▶ TASK ITEM:
Using the records below, transcribe word for word the stretch from the line that contains "Question: In the picture above, for every instance of the fur" through the line that contains "Target: birch tree", both end lines included, and nothing else.

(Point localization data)
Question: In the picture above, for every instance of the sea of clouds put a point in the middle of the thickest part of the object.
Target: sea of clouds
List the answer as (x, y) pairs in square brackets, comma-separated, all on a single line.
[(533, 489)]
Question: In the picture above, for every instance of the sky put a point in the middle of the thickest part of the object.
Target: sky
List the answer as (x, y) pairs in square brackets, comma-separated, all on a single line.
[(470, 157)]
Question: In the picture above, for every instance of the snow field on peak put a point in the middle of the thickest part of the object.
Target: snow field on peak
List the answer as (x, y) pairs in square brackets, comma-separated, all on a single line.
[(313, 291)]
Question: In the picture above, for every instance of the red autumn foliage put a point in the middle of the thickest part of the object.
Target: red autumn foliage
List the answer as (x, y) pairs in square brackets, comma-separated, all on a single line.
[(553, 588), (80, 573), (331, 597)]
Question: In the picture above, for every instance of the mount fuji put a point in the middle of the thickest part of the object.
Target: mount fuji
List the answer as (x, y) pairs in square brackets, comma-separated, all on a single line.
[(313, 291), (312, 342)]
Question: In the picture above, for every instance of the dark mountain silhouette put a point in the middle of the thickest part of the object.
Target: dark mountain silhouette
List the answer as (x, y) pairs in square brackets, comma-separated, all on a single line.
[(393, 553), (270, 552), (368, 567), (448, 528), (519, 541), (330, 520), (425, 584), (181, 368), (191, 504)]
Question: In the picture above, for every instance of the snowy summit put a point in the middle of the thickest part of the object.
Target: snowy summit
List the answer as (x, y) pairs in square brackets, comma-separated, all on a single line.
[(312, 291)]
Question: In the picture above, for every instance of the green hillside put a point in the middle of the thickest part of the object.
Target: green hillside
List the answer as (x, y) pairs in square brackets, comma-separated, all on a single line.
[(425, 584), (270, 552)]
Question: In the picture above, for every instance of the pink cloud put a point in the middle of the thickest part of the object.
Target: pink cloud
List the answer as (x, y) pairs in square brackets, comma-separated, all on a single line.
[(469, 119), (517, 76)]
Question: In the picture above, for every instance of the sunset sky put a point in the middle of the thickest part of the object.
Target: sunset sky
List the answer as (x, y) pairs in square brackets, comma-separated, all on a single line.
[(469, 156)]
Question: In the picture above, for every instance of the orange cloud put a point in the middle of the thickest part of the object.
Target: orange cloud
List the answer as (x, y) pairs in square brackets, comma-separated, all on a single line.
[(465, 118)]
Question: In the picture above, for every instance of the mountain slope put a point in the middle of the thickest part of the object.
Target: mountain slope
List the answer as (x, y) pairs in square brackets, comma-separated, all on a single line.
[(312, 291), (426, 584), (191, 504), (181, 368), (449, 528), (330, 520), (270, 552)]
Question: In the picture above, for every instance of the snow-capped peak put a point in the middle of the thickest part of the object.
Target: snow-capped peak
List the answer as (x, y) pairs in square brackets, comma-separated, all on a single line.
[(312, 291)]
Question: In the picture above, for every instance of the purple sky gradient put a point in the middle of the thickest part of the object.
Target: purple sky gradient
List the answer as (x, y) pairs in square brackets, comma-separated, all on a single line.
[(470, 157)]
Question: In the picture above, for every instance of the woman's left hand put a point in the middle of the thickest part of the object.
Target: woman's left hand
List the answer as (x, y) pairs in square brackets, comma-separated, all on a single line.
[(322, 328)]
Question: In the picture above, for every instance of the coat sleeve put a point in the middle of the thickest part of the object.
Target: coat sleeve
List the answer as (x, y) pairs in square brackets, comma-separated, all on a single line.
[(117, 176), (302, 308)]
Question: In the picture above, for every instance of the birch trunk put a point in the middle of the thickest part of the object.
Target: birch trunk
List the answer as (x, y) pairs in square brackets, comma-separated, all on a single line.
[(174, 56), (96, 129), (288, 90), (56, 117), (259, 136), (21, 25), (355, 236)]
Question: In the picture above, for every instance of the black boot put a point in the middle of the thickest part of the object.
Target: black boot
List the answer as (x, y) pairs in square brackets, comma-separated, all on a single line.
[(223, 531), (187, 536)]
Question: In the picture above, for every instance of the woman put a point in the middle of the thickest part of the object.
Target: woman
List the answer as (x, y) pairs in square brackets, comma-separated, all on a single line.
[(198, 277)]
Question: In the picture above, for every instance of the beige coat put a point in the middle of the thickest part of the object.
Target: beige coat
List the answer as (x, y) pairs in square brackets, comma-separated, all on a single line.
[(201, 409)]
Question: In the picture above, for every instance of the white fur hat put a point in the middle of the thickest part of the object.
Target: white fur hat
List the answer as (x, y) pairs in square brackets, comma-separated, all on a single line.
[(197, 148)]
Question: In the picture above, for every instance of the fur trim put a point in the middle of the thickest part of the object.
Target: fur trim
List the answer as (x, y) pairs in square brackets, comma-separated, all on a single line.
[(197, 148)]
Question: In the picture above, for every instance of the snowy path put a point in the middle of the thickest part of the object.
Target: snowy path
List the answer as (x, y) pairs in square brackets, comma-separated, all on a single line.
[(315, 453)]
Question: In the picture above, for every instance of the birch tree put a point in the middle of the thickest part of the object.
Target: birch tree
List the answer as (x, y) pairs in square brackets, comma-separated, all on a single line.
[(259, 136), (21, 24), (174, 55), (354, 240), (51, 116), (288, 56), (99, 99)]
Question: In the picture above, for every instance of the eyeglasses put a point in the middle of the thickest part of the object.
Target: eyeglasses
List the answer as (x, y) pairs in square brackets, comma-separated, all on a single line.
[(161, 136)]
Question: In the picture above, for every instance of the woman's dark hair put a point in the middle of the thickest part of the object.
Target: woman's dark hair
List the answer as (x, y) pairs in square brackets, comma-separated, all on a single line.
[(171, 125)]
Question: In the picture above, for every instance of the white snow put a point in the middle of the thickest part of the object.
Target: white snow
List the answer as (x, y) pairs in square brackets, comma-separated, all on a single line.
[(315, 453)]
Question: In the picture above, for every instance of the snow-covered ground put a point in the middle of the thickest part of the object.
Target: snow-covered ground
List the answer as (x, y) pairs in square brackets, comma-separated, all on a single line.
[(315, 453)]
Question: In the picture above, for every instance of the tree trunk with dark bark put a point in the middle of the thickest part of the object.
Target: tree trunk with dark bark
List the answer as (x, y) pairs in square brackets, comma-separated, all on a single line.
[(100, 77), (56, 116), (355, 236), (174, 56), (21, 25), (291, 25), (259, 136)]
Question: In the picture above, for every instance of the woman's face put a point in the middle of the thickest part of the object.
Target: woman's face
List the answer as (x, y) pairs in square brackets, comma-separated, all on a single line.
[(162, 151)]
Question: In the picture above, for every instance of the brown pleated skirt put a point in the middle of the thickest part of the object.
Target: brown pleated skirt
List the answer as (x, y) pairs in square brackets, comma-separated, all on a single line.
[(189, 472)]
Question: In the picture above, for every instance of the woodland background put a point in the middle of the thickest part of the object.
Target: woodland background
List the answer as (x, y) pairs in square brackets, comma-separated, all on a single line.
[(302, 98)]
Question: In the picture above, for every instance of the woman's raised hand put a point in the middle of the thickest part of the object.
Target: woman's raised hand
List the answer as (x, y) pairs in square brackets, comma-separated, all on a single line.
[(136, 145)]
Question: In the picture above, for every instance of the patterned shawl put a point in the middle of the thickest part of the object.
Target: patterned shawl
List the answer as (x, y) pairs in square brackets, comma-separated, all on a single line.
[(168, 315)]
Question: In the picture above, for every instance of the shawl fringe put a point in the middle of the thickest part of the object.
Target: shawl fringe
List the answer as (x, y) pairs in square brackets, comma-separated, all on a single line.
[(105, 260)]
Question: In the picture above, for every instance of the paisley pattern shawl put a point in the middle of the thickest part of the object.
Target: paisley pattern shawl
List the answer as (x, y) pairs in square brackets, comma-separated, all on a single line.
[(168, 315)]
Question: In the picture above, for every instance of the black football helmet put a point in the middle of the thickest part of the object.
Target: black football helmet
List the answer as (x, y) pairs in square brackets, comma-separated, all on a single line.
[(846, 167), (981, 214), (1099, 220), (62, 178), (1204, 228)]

▶ REPLY:
Question: In the picture above, for every instance of the fur trim put a point in the middle of the thickest part of the object.
Target: fur trim
List the answer as (x, y) pairs in square brackets, comma-separated, all on a single line.
[(197, 148)]
Question: In the picture above, for every instance of the snowy path put a point in the middle of the thickest part of the object.
Target: snowy path
List the answer as (x, y) pairs in square brackets, comma-separated, all on a single line.
[(315, 453)]
Question: In the picture above, for every instance of the birch tree put a point in the middle of the thickest part of the object.
Target: birch tree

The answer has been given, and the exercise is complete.